Excerpted text:

--- Start ---

User Jeff King <[email protected]> has been added to the cc: list.

gitgitgadget-git[bot] avatar Jun 14 '25 23:06 gitgitgadget-git[bot]

On the Git mailing list, Junio C Hamano wrote (reply to this):

Jeff King <[email protected]> writes:

> And while it may be tempting to say "well, it does not hurt to free them
> on the die() path", in my opinion that way madness lies. You may have
> access to some local variables that can be freed, but there will be many
> other heap allocations that you don't even know about! Here's a toy
> example from a similar discussion a few years ago:
>
>   https://lore.kernel.org/git/[email protected]/

Yeah, I recall that discussion and the example.  Yes, we should not
have to crawl up from a direct caller of die() and free everything
these stack frames hold.

> I.e., this:
>
> diff --git a/builtin/notes.c b/builtin/notes.c
> index cc1163242f..f3d5eda104 100644
> --- a/builtin/notes.c
> +++ b/builtin/notes.c
> @@ -321,12 +321,8 @@ static int parse_reuse_arg(const struct option *opt, const char *arg, int unset)
>  		die(_("failed to resolve '%s' as a valid ref."), arg);
>  	if (!(value = odb_read_object(the_repository->objects, &object, &type, &len)))
>  		die(_("failed to read object '%s'."), arg);
> -	if (type != OBJ_BLOB) {
> -		strbuf_release(&msg->buf);
> -		free(value);
> -		free(msg);
> +	if (type != OBJ_BLOB)
>  		die(_("cannot read note data from non-blob object '%s'."), arg);
> -	}

Much nicer.

gitgitgadget-git[bot] avatar Jun 15 '25 00:06 gitgitgadget-git[bot]

--- End ---

Written tasks:
(1) Answer these from the excerpt on freeing memory before die():
(a) Who wrote the reply on the Git mailing list?
(b) Which file does the quoted diff change?
(c) What two words does the reply use to judge the proposed change?
(2) Reproduce the excerpt on freeing memory before die() from "Yeah, I recall" up to and including "odb_read_object(the_repository->objects, &object, &type, &len)))".
(3) Condense the paragraph of the excerpt on freeing memory before die() that begins "And while it may be tempting" into two sentences, keeping its main points.

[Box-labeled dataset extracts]
--- Start ---

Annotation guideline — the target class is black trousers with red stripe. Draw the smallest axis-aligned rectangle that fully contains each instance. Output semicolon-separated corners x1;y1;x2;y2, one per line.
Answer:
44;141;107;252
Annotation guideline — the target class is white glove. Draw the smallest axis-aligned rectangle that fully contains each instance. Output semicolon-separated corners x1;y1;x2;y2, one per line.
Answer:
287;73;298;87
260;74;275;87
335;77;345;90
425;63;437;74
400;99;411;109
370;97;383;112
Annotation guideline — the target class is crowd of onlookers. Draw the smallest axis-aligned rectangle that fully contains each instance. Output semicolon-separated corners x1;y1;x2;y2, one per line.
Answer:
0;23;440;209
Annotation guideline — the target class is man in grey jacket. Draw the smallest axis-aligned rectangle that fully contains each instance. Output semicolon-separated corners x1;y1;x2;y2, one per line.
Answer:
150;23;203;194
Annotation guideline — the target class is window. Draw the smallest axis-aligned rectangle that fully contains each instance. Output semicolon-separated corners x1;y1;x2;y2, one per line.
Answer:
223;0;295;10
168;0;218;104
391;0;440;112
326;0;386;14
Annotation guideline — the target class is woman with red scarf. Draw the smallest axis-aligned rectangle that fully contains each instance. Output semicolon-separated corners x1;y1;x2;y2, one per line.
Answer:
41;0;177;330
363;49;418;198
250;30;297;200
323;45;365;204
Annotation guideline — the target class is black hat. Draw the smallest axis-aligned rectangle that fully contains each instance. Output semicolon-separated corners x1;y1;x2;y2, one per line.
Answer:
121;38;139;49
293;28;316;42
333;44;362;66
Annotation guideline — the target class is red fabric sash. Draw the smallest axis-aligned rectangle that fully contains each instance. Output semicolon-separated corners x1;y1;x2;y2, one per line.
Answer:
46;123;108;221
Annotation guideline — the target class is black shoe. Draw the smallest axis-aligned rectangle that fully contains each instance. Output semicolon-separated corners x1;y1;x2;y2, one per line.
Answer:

--- End ---

Answers by task:
(1)
(a) Junio C Hamano
(b) builtin/notes.c
(c) "Much nicer."

(2)
Yeah, I recall that discussion and the example.  Yes, we should not
have to crawl up from a direct caller of die() and free everything
these stack frames hold.

> I.e., this:
>
> diff --git a/builtin/notes.c b/builtin/notes.c
> index cc1163242f..f3d5eda104 100644
> --- a/builtin/notes.c
> +++ b/builtin/notes.c
> @@ -321,12 +321,8 @@ static int parse_reuse_arg(const struct option *opt, const char *arg, int unset)
>  		die(_("failed to resolve '%s' as a valid ref."), arg);
>  	if (!(value = odb_read_object(the_repository->objects, &object, &type, &len)))

(3) Freeing memory on the die() path may seem harmless, but Jeff King says that way madness lies: you may be able to reach some local variables to free, yet there will be many other heap allocations you don't know about. He links a toy example from a similar discussion a few years earlier.